▸ **WORK ORDER**: Every line of the records counts; transcribe each one exactly.

(Records from a data source)

----

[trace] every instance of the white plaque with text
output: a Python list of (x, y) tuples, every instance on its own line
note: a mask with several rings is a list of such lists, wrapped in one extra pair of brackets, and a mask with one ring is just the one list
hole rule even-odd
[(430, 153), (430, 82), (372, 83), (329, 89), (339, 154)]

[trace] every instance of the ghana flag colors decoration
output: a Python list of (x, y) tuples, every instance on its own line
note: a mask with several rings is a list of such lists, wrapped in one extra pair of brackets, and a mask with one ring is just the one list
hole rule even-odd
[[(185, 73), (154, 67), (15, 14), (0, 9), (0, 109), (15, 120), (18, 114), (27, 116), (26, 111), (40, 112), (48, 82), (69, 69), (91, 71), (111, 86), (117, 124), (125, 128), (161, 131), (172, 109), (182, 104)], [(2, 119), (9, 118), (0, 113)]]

----

▸ **ANSWER BOX**:
[trace] every instance of the white plaque with text
output: a Python list of (x, y) tuples, every instance on its own line
note: a mask with several rings is a list of such lists, wrapped in one extra pair of brackets, and a mask with one ring is just the one list
hole rule even-odd
[(430, 153), (430, 82), (372, 83), (329, 89), (339, 154)]

[trace] every instance of the ghana flag colors decoration
output: a Python list of (x, y) tuples, every instance on its own line
note: a mask with several rings is a list of such lists, wrapped in one extra pair of brackets, and a mask with one ring is just the one list
hole rule even-odd
[[(185, 73), (154, 67), (15, 14), (0, 9), (0, 109), (15, 120), (18, 114), (27, 116), (26, 111), (40, 112), (48, 82), (69, 69), (91, 71), (111, 86), (117, 124), (125, 128), (161, 131), (172, 109), (182, 104)], [(2, 119), (9, 118), (0, 113)]]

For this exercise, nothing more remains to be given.